Soldan: İlke Acar, Hayko Bağdat, Ümit Kıvanç, Tamar Nalcı, Kemal Gökhan Gürses
Hrant Dink davasının sonucu ve hükümetin süreçteki eksiklikleriyle ilgili bugün İstanbul'daki Cezayir'de Hrant'ın Arkadaşları adına konuşan yazar-yönetmen Ümit Kıvanç, hükümetin "Biz yargının bizden istediği her şeyi yaptık" dediğini ancak bunun doğru olmadığını söyledi.
Yargı istemese de yapılması gereken çok şey olduğunu fakat hükümetin bu sorumluluklarını yerine getirmediğini söyleyen Kıvanç, açılması gereken esas davanın şu ana kadar açılamadığını belirtti.
Kıvanç, "Delilleri karartan, yok eden, evrak tahrif eden, sahte belge düzenleyen, mahkeme kararına direniş gösteren, devlet görevlilerinin hepsi sizin memurlarınız. Adalet yönünde sahici bir irade ortaya koysaydınız bu rezillikler olmazdı" dedi.
Hükümet neleri yapmadı?
Hükümeti de hedef alıyor gözüken bir eylemde giderek suç ortağı konumuna geçmenin "inanılmaz" olduğunu söyleyen Kıvanç, "Madem 'yargı gereğini yapmazsa sorumluluk alırız' diyorsunuz, bunu sağlamak için elimizden geleni yapacağız. Buyurun, yapmadıklarınızdan örnekler sıralayalım, belki şimdi bir şeyler yaparsınız" şeklinde konuştu.
Hükümetin yapması gerekenler ve yapmadıkları şöyle sıralandı:
Başbakan "Delilleri nasıl yok edersiniz" diye sordu mu?
Devletin en önemli istihbarat teşkilatı MİT'ten bugüne kadar Dink cinayetiyle ilgili tek satır bilgi çıkmadığı ancak MİT'te bilgi olmamasının mümkün olmadığı vurgulandı. "Gerekeni yaptık iddiasındaki başbakanın, bu soruya bir cevabı var mı?" diye soruldu.
Trabzon Emniyeti'nin, elindeki ses ve mesaj kayıtlarıyla ilgili önce "yok" diye yanlış bilgi verdiği, sonra ulaşılabilen kayıtlarda tahrifat yaptığı hatırlatıldı. "Meselâ, bizzat sanıkların mahkemede itiraf ettiği, "7.65 mermi lâzım" mesajını sakladılar. Meselâ, 3 dakikalık telefon görüşmesinin yalnız 1.5 dakikalık kısmını gönderdiler" denildi.

(Veri kümesi alıntısı)
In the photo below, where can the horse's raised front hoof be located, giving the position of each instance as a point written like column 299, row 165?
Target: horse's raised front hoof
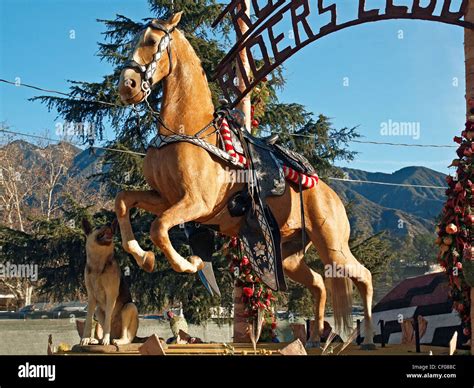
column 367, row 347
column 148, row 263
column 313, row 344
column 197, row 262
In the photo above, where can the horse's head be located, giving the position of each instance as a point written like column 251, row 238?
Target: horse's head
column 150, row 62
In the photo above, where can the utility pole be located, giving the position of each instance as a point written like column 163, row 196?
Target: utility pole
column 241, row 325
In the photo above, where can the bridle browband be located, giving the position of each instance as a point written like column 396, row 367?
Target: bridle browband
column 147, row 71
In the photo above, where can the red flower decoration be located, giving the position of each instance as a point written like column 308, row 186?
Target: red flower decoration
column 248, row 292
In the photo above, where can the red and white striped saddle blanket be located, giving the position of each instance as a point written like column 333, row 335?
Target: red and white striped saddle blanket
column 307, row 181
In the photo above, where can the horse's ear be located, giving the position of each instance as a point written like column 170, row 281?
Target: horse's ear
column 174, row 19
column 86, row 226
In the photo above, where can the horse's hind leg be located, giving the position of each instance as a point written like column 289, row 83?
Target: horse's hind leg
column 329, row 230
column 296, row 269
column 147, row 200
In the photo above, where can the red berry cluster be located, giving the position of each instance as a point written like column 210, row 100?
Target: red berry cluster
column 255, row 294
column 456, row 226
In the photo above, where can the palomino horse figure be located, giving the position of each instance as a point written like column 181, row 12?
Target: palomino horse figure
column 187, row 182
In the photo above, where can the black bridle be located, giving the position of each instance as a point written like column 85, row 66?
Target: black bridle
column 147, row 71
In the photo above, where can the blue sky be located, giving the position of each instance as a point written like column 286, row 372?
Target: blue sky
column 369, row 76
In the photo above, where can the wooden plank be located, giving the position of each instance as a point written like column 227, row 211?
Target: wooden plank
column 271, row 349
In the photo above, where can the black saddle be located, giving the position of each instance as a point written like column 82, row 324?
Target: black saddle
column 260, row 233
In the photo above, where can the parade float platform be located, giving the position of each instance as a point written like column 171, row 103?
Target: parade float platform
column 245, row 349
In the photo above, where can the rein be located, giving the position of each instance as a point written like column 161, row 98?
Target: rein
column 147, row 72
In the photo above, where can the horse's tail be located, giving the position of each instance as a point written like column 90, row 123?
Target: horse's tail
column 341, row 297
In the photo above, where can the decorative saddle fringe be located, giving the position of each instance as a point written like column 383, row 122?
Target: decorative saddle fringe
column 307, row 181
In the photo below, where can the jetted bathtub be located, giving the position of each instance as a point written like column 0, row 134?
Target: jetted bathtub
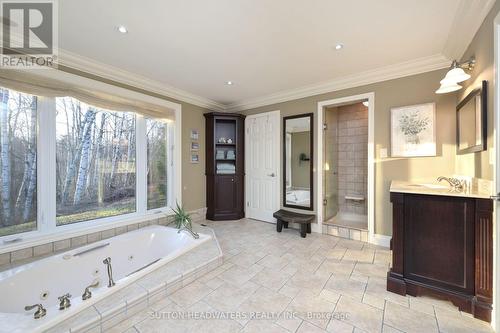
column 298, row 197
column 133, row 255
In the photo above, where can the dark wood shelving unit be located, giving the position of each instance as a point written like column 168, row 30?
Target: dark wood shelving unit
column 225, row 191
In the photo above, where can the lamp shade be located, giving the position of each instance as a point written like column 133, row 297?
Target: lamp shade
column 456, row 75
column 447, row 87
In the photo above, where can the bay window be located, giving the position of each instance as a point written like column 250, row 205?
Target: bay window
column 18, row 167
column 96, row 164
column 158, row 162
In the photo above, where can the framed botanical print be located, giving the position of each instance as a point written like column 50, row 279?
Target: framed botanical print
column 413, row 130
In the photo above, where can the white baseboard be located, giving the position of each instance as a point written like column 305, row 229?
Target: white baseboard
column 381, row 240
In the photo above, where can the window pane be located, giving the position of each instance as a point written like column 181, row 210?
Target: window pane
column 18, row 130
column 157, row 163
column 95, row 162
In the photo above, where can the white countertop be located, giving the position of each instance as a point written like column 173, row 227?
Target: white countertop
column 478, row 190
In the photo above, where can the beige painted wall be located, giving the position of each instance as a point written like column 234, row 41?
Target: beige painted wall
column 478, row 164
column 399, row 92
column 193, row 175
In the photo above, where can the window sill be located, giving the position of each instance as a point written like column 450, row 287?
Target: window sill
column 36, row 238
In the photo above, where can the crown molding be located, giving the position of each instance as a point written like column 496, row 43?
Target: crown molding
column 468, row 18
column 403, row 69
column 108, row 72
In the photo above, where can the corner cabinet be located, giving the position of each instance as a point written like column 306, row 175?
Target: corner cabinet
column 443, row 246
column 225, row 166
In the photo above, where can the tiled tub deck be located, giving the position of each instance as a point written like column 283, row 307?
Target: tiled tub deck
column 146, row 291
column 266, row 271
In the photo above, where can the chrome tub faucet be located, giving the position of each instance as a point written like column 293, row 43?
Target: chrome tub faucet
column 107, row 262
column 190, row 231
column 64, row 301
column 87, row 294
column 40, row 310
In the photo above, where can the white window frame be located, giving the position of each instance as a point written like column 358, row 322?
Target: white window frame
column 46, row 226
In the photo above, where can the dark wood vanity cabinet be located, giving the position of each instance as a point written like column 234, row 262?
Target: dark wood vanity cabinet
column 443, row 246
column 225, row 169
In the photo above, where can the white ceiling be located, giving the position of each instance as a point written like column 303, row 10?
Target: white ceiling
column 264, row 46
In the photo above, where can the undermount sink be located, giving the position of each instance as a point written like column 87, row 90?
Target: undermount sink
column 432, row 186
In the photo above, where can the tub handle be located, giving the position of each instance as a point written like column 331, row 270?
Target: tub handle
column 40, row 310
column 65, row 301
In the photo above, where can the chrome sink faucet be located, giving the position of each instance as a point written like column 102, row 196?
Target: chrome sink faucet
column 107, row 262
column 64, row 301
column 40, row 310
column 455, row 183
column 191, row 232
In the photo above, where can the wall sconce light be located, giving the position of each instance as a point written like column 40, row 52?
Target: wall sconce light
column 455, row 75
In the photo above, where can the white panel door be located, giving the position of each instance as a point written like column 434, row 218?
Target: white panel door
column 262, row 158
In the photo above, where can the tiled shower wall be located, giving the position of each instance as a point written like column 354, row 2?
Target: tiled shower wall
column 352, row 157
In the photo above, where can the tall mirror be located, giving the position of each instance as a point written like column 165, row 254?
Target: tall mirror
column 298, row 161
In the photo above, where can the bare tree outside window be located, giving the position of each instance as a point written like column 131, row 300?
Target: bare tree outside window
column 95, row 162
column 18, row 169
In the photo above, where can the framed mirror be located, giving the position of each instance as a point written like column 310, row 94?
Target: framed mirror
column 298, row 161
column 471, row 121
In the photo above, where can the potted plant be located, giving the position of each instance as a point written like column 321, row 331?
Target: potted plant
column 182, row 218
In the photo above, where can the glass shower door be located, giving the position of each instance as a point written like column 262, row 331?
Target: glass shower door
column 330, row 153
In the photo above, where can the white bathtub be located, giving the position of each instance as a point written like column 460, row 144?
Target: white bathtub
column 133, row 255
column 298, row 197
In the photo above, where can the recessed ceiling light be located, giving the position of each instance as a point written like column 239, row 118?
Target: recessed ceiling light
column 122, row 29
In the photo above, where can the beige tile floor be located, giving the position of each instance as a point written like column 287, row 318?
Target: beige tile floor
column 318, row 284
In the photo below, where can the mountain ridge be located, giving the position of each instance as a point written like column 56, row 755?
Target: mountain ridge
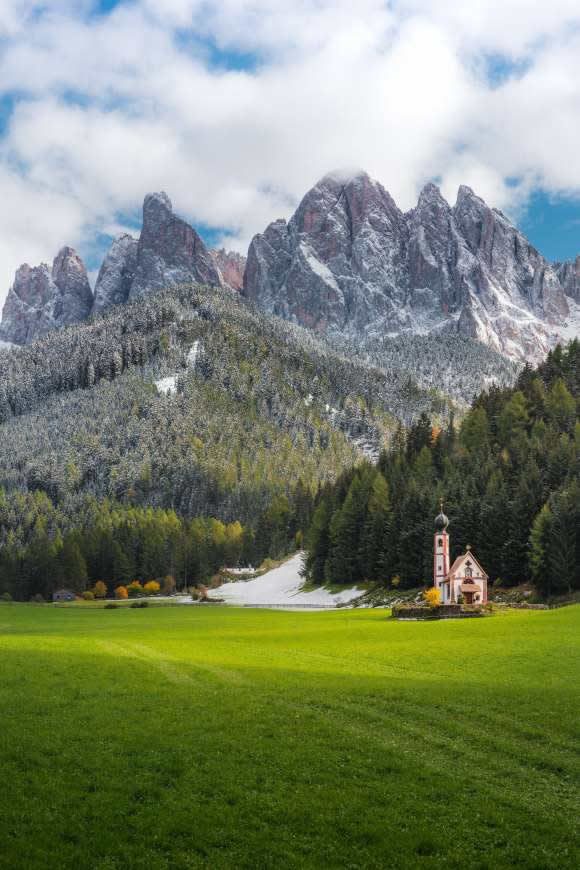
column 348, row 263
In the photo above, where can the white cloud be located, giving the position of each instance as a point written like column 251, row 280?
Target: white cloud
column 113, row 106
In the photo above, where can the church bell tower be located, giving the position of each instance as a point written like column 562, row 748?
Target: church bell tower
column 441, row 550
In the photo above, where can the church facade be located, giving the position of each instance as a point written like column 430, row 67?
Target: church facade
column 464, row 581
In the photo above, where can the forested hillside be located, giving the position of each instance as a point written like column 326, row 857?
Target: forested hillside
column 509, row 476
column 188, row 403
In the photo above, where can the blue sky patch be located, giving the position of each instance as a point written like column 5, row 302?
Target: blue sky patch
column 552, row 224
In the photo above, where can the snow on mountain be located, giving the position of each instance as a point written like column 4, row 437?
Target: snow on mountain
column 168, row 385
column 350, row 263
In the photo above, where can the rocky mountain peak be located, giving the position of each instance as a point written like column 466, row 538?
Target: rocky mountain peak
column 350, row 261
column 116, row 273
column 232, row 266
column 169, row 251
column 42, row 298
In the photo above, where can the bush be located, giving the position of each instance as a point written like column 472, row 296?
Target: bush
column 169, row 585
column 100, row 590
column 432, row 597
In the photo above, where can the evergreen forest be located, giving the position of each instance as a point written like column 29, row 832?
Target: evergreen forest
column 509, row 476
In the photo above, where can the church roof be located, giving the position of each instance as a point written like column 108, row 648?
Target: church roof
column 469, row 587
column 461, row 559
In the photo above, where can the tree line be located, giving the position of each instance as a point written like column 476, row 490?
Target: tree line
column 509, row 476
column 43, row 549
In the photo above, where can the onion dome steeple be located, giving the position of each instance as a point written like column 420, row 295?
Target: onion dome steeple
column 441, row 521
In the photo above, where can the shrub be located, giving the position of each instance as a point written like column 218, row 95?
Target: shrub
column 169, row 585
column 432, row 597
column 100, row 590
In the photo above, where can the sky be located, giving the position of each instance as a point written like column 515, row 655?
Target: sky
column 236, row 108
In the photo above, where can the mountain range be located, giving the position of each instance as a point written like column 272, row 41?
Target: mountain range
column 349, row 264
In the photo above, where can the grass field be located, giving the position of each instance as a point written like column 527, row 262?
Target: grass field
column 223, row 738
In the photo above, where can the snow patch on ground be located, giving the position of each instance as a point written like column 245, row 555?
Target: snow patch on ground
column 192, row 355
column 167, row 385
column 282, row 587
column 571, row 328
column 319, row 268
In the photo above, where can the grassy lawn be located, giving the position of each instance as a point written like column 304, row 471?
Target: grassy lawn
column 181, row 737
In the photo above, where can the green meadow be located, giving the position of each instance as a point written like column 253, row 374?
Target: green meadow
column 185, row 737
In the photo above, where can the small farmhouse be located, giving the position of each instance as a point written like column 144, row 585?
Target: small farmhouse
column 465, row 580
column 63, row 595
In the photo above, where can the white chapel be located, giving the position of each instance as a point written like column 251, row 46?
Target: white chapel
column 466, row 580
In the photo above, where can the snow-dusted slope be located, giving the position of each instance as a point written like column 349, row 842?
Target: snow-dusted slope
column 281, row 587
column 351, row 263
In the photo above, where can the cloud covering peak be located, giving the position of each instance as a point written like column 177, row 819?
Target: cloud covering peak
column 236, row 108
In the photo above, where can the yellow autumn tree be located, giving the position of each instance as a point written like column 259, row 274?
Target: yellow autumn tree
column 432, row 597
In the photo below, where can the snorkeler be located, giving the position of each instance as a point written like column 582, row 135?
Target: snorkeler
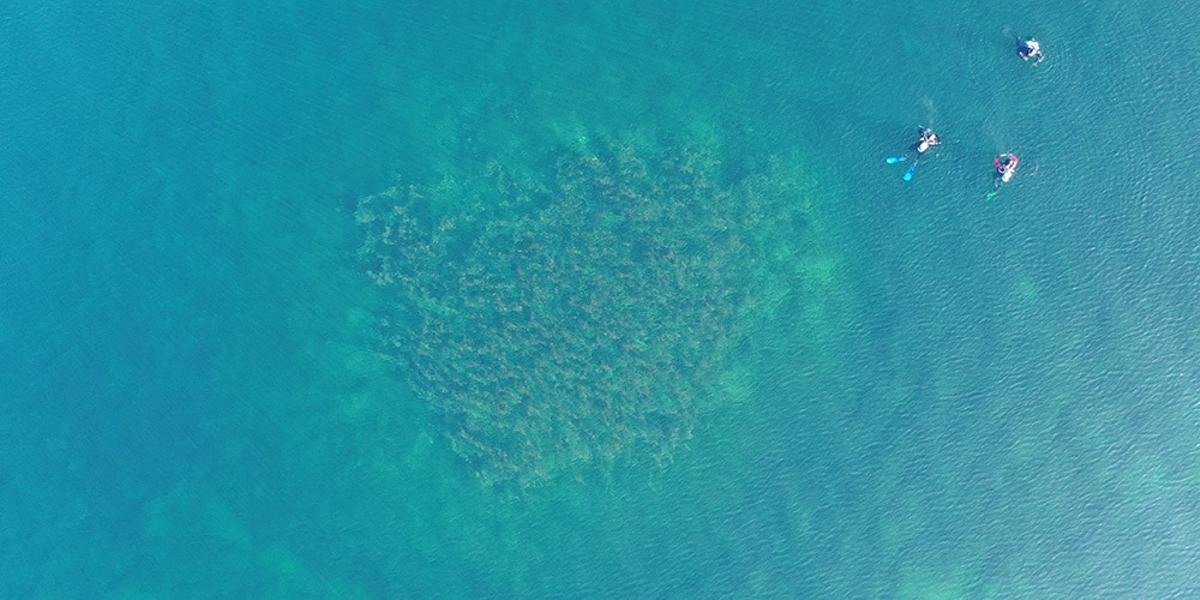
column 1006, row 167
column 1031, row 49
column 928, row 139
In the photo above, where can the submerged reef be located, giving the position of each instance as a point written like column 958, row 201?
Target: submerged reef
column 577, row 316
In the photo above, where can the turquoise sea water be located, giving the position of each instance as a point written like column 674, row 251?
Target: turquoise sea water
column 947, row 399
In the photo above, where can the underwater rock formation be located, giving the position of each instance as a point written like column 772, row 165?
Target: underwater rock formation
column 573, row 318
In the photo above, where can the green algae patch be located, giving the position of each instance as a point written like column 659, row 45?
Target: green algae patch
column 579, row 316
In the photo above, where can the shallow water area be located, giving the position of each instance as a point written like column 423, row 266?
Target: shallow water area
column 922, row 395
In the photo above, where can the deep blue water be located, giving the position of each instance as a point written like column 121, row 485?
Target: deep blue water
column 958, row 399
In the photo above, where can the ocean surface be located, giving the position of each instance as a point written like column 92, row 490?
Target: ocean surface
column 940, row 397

### Görev Gereksinimleri
- a) Hrant Dink davasıyla ilgili metinde "Hükümeti de hedef" ifadesinden "diye sordu mu?" ifadesine kadar olan bölümü yeniden yazın; bunu yaparken "inanılmaz" yerine "kabul edilemez" koyun.
- b) Hrant Dink davasıyla ilgili metne göre Trabzon Emniyeti, sanıkların mahkemede itiraf ettiği hangi mesajı saklamıştır?

### Yanıt Listesi
- a)
Hükümeti de hedef alıyor gözüken bir eylemde giderek suç ortağı konumuna geçmenin "kabul edilemez" olduğunu söyleyen Kıvanç, "Madem 'yargı gereğini yapmazsa sorumluluk alırız' diyorsunuz, bunu sağlamak için elimizden geleni yapacağız. Buyurun, yapmadıklarınızdan örnekler sıralayalım, belki şimdi bir şeyler yaparsınız" şeklinde konuştu.
Hükümetin yapması gerekenler ve yapmadıkları şöyle sıralandı:
Başbakan "Delilleri nasıl yok edersiniz" diye sordu mu?

- b) "7.65 mermi lâzım" mesajını.